Text block
— BEGIN —

For high-net-worth individuals, entrepreneurs, and remote workers looking to legally reduce or eliminate income taxes, there are a number of countries, including the UAE, Monaco, Qatar, Oman, Vanuatu, etc., who impose zero personal income tax.

There are also countries like Cyprus, Greece, Malta, and Italy — although they don’t offer zero tax, they do provide powerful tax incentives, which you can benefit from after obtaining a Golden Visa. Each has introduced non-domicile (non-dom) regimes and flat tax schemes that can legally reduce or cap your tax exposure for years.

 

Income tax free countries are those that have established taxation systems that don’t collect revenue from individual incomes. Instead of taxing personal earnings, these nations typically finance their government operations through alternative means such as:

  • Tourism revenue
  • Natural resource exports (particularly oil and gas)

— END —

Dataset entries
— BEGIN —

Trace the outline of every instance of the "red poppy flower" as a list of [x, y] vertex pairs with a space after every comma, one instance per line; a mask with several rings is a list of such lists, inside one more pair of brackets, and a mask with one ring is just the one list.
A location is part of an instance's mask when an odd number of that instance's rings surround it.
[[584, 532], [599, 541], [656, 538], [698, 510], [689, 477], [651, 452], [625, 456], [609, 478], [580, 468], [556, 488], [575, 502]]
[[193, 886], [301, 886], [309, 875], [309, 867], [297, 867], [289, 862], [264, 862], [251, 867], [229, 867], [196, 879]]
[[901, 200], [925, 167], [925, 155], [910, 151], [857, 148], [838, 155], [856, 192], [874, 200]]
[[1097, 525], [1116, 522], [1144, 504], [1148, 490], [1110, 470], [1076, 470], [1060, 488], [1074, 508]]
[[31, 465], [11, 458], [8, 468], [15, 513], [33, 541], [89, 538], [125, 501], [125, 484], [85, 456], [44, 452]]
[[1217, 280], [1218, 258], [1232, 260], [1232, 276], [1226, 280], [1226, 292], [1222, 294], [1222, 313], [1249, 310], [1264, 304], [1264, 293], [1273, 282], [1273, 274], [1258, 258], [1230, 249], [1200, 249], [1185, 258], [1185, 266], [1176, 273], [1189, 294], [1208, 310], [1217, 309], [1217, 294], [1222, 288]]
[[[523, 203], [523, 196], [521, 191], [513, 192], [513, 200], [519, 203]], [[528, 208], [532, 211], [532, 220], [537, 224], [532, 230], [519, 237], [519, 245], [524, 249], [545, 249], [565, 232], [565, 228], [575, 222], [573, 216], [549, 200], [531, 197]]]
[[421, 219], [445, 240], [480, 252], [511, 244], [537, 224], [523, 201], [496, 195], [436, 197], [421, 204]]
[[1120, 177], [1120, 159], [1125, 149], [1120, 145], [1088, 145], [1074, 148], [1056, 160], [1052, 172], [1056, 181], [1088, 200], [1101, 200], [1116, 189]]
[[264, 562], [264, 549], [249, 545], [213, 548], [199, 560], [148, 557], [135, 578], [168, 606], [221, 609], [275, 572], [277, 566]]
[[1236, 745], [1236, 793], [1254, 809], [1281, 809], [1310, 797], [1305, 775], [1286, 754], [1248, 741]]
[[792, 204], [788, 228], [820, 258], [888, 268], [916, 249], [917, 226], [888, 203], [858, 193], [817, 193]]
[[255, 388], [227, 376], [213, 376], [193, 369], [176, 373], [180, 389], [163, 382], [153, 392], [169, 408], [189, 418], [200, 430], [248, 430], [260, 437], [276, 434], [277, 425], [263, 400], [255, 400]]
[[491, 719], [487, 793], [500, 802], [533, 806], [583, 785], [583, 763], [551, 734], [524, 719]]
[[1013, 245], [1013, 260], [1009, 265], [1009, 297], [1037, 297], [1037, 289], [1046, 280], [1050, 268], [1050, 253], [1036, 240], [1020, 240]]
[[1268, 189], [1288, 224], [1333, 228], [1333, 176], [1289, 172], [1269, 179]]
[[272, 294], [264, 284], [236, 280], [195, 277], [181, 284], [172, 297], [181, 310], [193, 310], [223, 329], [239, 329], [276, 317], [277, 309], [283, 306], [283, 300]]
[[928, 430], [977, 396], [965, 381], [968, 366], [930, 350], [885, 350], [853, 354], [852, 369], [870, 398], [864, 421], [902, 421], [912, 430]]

— END —

Work to do
A. In the text about tax-free countries, which four countries offer tax incentives through a Golden Visa instead of zero income tax?
B. Carry on the text about tax-free countries from the point where it stops.
The listing has no connection to the text about tax-free countries.

Answers in order
A. Cyprus, Greece, Malta, and Italy.

B.
  • Corporate taxes
  • Value-added taxes (VAT) on goods and services
  • Customs duties and import taxes
  • Citizenship or residency programme fees

This allows residents to keep their personal income without facing direct taxation on their earnings. However, it’s important to note that most of these countries still have other forms of taxation, such as social security contributions, property taxes, or consumption taxes.

Why Consider Moving to Countries Without Income Tax?

The appeal of relocating to countries with zero income tax extends beyond the obvious financial benefits. Here are several compelling reasons why many people consider establishing domicile in these fiscal havens:

  1. Wealth Preservation: Keep more of your hard-earned money and accelerate wealth.
  2. Retirement Planning: Make retirement savings in places with lower overall taxation.
  3. Business Opportunities: Many tax-free countries offer favourable conditions for offshore companies and investment.
  4. Simplified Tax Compliance: Avoid complex tax filing requirements and reduce administrative burdens.
  5. Lifestyle Benefits: Many tax-free countries boast beautiful weather, pristine beaches, and excellent amenities.

Top 15 Countries With No Income Tax

These countries include the UAE, St. Kitts and Nevis, Antigua and Barbuda, the Bahamas, Bermuda, Vanuatu, etc.

United Arab Emirates (UAE)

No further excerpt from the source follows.